**PASSAGE PROVIDED:**
START

This essay was published in USFHivemind, an online publication run by the Media Studies department at the University of San Francisco.
It’s a brisk winter weekend in 2014, a week before my seventeenth birthday, and I have plans to meet a very special person across from the UC Berkeley campus. The sky is a pale, ice blue, patches of sunlight melting through the clouds. I stand in one of these patches of light, hands in my pockets, nervously glancing up and down Shattuck Avenue. When I see her, my heart dives deep into my stomach. Overthinking every step along the way, I stand up straighter and walk toward her, my hands balled up into fists in my jeans pockets.
A first date is always a daunting prospect, especially at the formative, vulnerable, and unforgiving age of seventeen. The unspoken rules of being are just beginning to be enforced, and you find yourself squeezed and stretched by an unseen mold.
My companion’s pixie cut lifts and swirls in the gentle breeze of a Bay Area winter. She is wearing a blood red turtleneck, carrying her camera and some books in a tattered tote bag. This is our first date and we’re going to see a movie. The film of choice is Inside Llewyn Davis, a dimly lit and artfully shot movie about a folk singer who suffers from depression. Ah, the romance…
Isabel and I fell in love with the movie’s sappy soundtrack; we had a penchant for all things angsty. We thought ourselves a pair of cinema connoisseurs, scoffing at the blockbusters that dominated our local movie theaters, and making the trek from our respective hometowns to meet in Berkeley. The movie is simultaneously endearing and heart wrenching. We watch enraptured as a pre-Star Wars Oscar Isaac and post-Gatsby Carrie Mulligan inhabit the lives of two struggling musicians in New York City, 1961.

END

**DATASET:**
START

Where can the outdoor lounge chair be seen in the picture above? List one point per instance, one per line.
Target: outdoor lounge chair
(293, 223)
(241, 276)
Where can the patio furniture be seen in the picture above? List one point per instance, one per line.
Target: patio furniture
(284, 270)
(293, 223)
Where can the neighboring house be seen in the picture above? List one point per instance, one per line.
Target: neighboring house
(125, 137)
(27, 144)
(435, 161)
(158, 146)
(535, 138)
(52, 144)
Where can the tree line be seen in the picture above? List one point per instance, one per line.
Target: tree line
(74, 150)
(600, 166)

END
START

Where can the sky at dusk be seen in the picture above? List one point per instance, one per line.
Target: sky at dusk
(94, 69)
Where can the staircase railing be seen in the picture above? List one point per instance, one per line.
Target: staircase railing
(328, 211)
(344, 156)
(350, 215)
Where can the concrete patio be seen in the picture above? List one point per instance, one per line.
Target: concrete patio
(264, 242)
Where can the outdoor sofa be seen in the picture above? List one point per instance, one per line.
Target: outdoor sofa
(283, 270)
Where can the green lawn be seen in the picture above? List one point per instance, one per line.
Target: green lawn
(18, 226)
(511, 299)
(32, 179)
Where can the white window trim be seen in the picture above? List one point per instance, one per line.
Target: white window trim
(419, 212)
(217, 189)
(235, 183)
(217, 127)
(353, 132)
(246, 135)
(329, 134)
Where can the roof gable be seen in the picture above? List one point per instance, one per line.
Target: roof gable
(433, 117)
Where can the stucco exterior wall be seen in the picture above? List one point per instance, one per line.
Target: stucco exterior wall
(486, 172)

END

**GIVEN PROBLEM:** List every adjective the first-date essay uses to describe the age of seventeen.

**THE SOLUTION:** formative, vulnerable, unforgiving